→ Tarefa curta 1
Nas linhas de dados, copie sem alterações as linhas que começam na que contém "Worksheet Problem 2: The image above contains the lion's head." e seguem até a que contém "205, 135, 258, 203", incluindo as duas.

Um vinho de força e elegância

O Amarone impressiona pela intensidade aromática: notas de frutas negras maduras, figo seco, ameixa, chocolate, café, especiarias doces e toques balsâmicos. A cor é rubi profunda, tendendo ao granada com a idade. Em boca, é amplo, envolvente, com taninos macios e final muito longo.

É também um dos grandes vinhos de guarda da Itália, e muitos rótulos evoluem por décadas, ganhando complexidade que fascina colecionadores e enófilos.

O Amarone no mundo e no Brasil

Hoje, o Amarone é presença consolidada em mercados como Estados Unidos, Canadá, Alemanha e países nórdicos, onde é reconhecido como vinho de ocasião especial e símbolo de excelência italiana. No Brasil, apesar do preço mais elevado, ele conquistou admiradores fiéis, especialmente entre consumidores que valorizam vinhos intensos e de profundidade aromática.

→ Tarefa curta 2
Continue o trecho sobre o vinho Amarone a partir do ponto em que ele termina.

→ Linhas de dados

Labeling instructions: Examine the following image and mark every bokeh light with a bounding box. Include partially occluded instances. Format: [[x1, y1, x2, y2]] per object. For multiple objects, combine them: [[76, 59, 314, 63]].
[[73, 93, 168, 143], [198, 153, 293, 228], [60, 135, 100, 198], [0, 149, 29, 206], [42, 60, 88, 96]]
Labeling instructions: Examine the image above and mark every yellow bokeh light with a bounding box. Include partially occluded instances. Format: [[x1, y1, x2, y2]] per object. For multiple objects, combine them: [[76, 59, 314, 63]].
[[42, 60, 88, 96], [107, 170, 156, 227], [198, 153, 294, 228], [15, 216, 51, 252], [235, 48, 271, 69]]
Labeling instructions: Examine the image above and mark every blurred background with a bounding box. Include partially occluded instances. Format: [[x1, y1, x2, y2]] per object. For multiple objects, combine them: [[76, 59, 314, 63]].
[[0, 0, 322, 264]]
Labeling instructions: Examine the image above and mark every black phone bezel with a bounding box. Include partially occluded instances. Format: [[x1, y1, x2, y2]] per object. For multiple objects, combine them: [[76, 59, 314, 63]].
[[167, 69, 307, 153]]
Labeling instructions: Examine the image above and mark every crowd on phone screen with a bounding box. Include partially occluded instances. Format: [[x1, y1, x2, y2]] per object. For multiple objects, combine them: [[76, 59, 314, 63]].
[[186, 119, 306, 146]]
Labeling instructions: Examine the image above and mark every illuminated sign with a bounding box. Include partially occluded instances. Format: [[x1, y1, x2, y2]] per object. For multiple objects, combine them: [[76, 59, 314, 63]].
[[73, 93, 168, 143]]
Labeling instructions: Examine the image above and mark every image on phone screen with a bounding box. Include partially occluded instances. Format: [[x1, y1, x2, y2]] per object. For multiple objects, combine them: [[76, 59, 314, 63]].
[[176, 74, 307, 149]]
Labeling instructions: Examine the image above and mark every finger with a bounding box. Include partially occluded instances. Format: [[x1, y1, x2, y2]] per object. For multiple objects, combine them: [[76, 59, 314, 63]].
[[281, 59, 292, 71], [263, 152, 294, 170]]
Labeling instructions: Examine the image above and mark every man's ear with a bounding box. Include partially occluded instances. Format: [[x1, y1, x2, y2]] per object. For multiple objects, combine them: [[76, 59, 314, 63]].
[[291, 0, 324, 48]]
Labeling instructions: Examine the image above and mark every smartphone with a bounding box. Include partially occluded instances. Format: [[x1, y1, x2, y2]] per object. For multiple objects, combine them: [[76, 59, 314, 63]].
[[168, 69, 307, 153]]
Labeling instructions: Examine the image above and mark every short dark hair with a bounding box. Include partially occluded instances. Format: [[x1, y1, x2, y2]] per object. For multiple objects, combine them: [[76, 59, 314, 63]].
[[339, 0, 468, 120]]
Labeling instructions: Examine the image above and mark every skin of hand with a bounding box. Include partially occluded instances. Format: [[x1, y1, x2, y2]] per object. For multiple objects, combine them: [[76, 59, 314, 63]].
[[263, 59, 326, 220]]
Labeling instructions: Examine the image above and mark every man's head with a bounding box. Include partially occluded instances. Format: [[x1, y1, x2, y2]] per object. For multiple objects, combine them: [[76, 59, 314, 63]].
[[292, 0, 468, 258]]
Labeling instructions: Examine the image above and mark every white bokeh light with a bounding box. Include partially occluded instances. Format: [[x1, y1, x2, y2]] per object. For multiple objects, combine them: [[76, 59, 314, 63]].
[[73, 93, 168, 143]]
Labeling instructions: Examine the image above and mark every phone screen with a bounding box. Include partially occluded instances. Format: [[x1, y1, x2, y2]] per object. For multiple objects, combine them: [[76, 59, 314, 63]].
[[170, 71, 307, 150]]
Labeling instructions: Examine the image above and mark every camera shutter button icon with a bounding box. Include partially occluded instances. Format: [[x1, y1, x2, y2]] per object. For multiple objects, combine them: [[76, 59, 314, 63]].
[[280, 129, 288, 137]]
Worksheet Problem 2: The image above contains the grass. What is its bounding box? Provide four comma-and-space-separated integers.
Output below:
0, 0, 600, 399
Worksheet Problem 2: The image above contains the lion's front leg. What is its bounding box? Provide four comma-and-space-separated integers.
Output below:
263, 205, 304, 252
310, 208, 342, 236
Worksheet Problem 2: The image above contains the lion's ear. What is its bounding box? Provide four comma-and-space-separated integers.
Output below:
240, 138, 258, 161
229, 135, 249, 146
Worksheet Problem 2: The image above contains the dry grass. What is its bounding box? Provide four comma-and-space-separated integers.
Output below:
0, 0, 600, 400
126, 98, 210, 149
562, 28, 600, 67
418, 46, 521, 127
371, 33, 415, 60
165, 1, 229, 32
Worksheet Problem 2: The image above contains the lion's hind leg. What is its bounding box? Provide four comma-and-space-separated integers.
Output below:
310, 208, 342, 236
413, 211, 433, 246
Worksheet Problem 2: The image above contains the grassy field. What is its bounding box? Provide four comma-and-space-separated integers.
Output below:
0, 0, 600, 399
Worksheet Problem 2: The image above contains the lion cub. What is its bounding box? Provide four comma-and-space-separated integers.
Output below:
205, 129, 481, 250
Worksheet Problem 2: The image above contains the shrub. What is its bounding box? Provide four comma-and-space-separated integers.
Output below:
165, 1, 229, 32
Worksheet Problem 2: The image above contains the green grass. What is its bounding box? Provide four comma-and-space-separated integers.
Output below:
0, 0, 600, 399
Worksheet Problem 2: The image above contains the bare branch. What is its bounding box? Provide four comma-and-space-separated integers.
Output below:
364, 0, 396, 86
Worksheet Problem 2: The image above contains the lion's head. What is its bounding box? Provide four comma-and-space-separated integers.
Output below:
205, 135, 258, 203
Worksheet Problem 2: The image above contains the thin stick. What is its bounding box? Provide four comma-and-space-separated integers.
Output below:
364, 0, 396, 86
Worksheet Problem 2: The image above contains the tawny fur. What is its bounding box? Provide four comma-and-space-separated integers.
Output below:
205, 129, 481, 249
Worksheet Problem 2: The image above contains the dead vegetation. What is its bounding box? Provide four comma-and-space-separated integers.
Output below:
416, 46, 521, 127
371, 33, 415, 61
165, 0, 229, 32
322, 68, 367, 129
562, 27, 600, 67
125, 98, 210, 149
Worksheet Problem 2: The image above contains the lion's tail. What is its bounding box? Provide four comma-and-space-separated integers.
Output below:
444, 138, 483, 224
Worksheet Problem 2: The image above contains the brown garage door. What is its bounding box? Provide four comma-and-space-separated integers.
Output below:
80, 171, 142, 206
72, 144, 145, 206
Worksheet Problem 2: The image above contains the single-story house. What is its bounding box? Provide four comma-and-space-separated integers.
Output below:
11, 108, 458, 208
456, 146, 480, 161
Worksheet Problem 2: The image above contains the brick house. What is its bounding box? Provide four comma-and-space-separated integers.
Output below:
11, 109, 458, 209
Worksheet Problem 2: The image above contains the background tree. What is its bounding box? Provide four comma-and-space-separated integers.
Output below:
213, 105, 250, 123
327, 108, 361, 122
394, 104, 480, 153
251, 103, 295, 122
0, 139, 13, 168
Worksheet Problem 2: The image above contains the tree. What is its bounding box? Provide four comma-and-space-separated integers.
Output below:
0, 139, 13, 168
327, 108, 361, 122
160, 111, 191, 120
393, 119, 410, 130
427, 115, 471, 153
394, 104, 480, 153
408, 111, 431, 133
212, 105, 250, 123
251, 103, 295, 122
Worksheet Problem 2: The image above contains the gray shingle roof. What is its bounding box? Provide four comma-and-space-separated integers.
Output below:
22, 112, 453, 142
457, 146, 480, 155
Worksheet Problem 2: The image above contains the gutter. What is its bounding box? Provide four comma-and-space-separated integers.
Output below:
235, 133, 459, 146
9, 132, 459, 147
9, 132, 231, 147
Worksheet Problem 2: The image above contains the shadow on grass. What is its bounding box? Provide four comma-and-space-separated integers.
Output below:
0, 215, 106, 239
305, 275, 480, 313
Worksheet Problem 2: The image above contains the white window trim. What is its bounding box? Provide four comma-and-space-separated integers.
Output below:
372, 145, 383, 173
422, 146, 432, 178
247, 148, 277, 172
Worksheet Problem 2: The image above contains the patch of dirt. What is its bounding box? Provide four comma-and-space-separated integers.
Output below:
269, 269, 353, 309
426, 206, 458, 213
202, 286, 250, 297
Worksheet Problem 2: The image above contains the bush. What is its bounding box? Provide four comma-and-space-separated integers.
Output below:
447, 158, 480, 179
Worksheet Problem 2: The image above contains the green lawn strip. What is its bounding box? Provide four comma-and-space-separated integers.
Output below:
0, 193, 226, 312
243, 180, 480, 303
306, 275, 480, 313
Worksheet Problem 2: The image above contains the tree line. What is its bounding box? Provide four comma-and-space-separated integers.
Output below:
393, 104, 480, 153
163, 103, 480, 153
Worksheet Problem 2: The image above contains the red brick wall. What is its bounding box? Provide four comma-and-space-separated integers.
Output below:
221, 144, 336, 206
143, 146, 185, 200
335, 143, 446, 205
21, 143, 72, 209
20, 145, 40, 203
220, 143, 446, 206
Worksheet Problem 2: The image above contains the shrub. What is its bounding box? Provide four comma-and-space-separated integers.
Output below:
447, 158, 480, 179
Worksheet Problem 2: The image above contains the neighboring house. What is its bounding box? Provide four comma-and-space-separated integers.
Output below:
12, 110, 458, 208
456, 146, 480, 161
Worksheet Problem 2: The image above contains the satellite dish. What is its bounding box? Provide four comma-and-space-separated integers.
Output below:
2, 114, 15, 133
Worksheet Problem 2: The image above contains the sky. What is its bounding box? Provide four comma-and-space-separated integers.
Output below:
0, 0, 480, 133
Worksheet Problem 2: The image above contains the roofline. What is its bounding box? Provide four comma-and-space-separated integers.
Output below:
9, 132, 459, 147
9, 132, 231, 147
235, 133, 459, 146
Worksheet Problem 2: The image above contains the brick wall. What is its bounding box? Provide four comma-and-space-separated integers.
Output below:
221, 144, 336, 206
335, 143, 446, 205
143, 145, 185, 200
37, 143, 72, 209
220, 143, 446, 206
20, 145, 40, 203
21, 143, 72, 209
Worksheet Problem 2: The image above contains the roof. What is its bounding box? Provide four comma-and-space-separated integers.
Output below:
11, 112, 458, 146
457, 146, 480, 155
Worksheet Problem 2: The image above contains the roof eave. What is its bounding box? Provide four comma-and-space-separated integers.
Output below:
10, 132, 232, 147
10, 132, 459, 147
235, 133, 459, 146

→ Resposta final 1
Worksheet Problem 2: The image above contains the lion's head. What is its bounding box? Provide four comma-and-space-separated integers.
Output below:
205, 135, 258, 203

→ Resposta final 2
A essência de uma região num único vinho

Mais do que uma bebida, o Amarone della Valpolicella representa a maturidade de uma região que soube transformar tradição em identidade. Ele é fruto da paciência, do respeito às uvas, do rigor técnico e, curiosamente, de um episódio que poderia ter sido descartado como um simples erro.